▸ **Tasks to carry out**:
1. State whether each of the following statements agrees with the passage below, answering yes or no and quoting the deciding words of the passage exactly: (a) The writer converted from atheism. (b) Objectivists and Catholics agree in most cases. (c) The term "gimme argument" is attributed to William Briggs.
2. Reproduce word for word the part of the passage below that runs from "Keep in mind, this" up to and including "in the outcome.".

[Passage shown — start]

However, the "brights" have left the socially useful and entertaining hobby of debunking frauds and magicians (something the Church used to do, see here, for example) and now seek to put forward arguments about as devoid of logic as an argument can be.
"If you don’t believe in gay marriages or in abortions, don't have one. If you don’t believe in euthanasia or in physician-assisted death, then die your own way."
What does this have to do with CSIOP's mission statement of scientifically investigating claims of the paranormal? Why, nothing. Mr. John P. Stoltenberg believes (and Mr. Randi apparently supports) that belief in magic is the same as belief in theological metaphysics, and that no non-magical argument exists against killing babies in the womb, killing helpless people in hospital beds, and pretending sodomites can marry. As a matter of fact, I came to quite opposite conclusions for quite logical and non-supernatural reasons long before I converted from atheism. At that time, I would have argued that atheism does not necessarily lead to immorality; and that there can be decent and well-meaning atheists. But Mr. Randi now presents himself as one shocking counter-example.
Keep in mind, this is a 'Bright' talking, someone who holds reason to be paramount. Let us example the logic of the statement merely by substituting other terms for the active terms:
If you do not want murder, then don't commit one.
Hm. Can anyone detect the flaw, the unspoken assumption, in the reasoning there? Why, yes, perhaps the action described has some negative side effects or far reaching consequences, or affects someone (such as an unborn baby, or his father, or his grandparents) who has an interest in the outcome.
The second flaw is the mere assumption that any act of self-destruction is licit, because only you matter to you. I suppose the assisted suicide of an orphaned bachellor with no debts who was also of sound mind might have minimal reprocussions outside his own person, but this is a somewhat rare case. In one of the few cases where Objectivists and Catholics agree, there are some people who regard self-destruction as the source of all evil. (The Objectivist cites a man's life and his love for it as the source of all values and virtues; Catholics regard the separation of Man from God, the author both of man and of The Good, to be a rejection of all good in one way or another. When Adam bit the apple of disobedience, he was eating death, commiting, in a spiritual sense, assisted suicide.)
The third flaw is not an error in logic, but in judgment. The argument rests on the mere assumption that merely because you want something, you should have it, and the world should not hinder you from obtaining, and, in the case of overturning ancient laws and customs, the world must provide it. This is what William Briggs calls the gimme argument. Argumentum Ad Ego.

[Passage shown — finish]
[Supplied material — start]

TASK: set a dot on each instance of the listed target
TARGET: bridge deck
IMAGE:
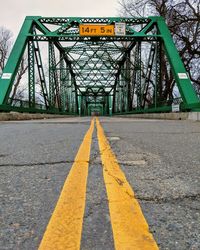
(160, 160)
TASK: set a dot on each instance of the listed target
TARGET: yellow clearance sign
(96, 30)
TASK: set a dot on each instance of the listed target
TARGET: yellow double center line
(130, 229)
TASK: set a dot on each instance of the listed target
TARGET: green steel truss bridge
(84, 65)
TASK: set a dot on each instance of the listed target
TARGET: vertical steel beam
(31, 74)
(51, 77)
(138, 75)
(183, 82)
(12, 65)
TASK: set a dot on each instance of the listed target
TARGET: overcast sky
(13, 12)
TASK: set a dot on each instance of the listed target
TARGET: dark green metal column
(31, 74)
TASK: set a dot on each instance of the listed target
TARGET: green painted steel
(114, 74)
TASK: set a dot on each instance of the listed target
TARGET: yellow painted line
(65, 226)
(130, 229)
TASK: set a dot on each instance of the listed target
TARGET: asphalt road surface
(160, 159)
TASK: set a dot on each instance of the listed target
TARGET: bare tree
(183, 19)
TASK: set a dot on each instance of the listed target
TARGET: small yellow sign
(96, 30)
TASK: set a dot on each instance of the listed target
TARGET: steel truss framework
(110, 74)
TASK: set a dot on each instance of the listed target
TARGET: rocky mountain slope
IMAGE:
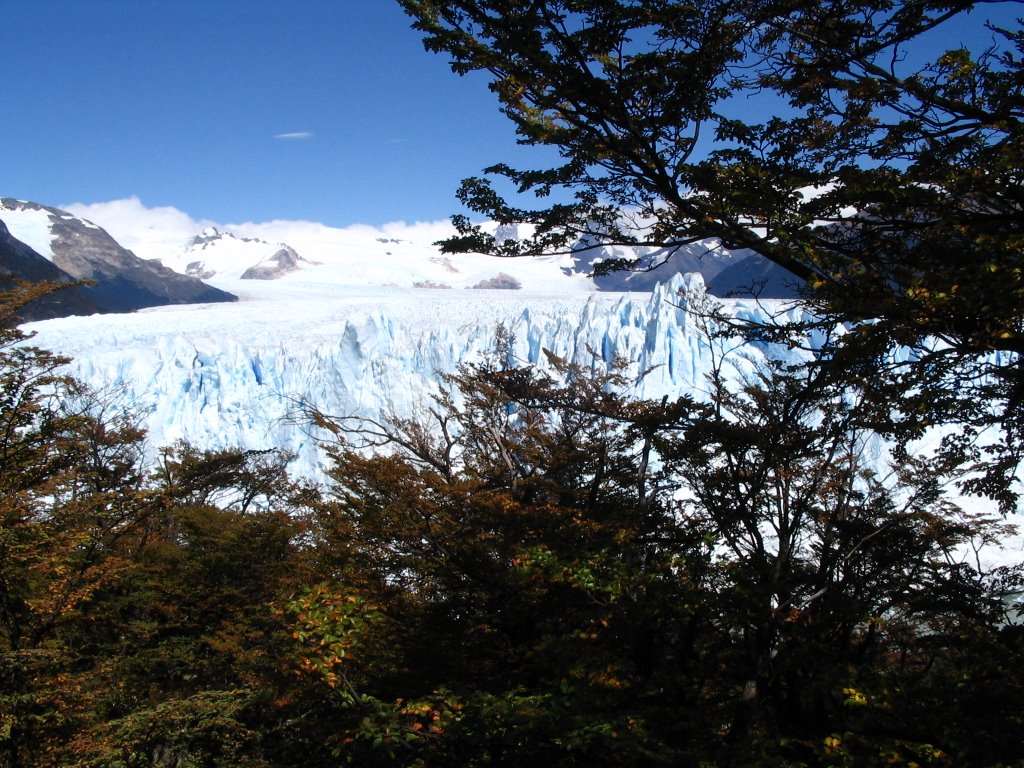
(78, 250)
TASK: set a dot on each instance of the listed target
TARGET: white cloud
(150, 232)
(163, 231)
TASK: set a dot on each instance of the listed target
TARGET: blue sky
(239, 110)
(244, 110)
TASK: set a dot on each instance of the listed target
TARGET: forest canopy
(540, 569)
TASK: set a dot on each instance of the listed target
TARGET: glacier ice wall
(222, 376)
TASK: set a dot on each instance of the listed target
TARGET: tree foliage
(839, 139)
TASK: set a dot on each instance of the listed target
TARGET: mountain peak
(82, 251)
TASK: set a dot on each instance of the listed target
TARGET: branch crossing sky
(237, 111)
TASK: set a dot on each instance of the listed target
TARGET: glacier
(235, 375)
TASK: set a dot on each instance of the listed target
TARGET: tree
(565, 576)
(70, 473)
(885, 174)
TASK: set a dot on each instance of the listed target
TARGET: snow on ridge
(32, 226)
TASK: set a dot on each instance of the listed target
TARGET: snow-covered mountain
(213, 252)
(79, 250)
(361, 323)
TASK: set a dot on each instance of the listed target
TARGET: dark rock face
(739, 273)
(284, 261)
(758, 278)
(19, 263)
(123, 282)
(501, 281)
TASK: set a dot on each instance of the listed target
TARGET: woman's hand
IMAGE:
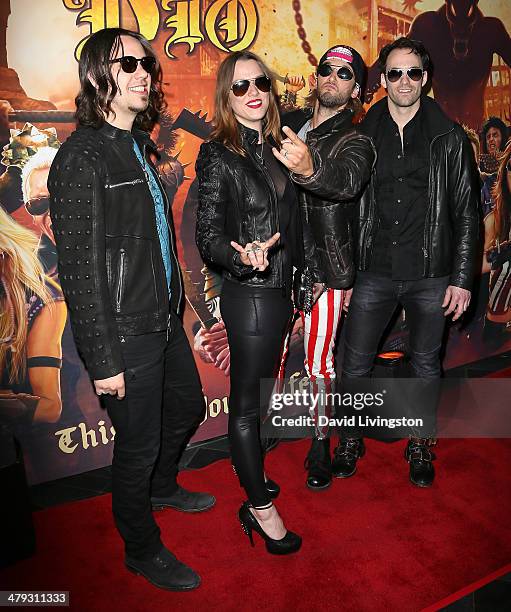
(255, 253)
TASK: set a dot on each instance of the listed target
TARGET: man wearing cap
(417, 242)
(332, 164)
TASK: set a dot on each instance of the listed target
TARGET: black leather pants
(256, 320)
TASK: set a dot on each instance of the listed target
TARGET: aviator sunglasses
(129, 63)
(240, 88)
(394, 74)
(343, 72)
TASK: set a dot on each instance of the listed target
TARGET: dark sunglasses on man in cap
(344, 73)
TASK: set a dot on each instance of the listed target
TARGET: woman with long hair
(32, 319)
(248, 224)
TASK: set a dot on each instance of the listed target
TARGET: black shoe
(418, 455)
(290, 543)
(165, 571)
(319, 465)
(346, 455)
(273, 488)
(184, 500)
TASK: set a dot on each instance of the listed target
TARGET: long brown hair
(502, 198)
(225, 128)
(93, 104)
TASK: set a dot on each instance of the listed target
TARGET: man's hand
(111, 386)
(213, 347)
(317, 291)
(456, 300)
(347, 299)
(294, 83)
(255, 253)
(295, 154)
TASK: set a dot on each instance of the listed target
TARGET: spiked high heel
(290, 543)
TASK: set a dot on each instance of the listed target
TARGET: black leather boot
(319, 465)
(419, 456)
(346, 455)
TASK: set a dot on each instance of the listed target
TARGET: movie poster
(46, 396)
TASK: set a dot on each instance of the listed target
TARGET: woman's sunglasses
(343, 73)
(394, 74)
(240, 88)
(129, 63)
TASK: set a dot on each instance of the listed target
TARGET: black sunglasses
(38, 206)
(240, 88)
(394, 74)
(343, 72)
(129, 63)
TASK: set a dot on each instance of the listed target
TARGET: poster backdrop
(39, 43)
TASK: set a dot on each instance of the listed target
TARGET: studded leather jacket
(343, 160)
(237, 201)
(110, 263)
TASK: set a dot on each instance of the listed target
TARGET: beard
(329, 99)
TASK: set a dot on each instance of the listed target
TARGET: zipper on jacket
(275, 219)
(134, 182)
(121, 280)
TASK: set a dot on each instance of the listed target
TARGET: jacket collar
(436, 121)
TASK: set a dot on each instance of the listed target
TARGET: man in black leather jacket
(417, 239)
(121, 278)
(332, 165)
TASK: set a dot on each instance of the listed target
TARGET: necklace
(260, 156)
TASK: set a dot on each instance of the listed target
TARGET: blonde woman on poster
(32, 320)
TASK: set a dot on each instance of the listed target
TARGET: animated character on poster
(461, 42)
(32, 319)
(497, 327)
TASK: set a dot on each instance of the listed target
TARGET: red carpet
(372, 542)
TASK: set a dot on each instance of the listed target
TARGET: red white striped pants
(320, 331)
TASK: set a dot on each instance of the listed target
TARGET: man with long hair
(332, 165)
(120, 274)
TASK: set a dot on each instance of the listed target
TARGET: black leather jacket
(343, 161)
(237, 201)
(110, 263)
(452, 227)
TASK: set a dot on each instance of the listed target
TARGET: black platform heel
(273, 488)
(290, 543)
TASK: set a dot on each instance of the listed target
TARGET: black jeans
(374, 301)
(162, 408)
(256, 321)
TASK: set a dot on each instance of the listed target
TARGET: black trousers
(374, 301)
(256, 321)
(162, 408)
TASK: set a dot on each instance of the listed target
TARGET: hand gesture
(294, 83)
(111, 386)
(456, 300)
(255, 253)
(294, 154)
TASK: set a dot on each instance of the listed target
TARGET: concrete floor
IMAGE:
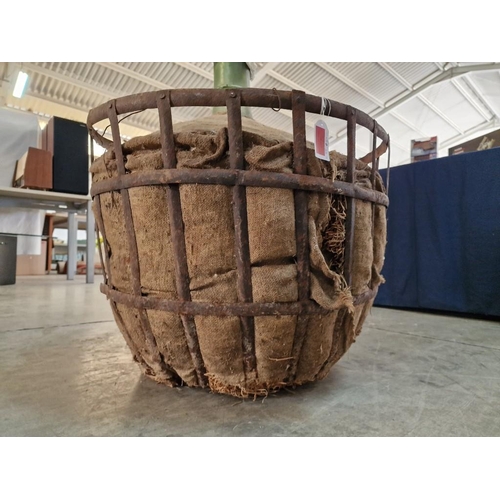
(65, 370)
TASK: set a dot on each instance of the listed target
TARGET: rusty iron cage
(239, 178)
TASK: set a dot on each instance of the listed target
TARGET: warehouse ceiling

[Supplied material — finish]

▸ **Problem solutions**:
1.
(a) Yes: "long before I converted from atheism."
(b) No: "In one of the few cases where Objectivists and Catholics agree"
(c) Yes: "This is what William Briggs calls the gimme argument."

2.
Keep in mind, this is a 'Bright' talking, someone who holds reason to be paramount. Let us example the logic of the statement merely by substituting other terms for the active terms:
If you do not want murder, then don't commit one.
Hm. Can anyone detect the flaw, the unspoken assumption, in the reasoning there? Why, yes, perhaps the action described has some negative side effects or far reaching consequences, or affects someone (such as an unborn baby, or his father, or his grandparents) who has an interest in the outcome.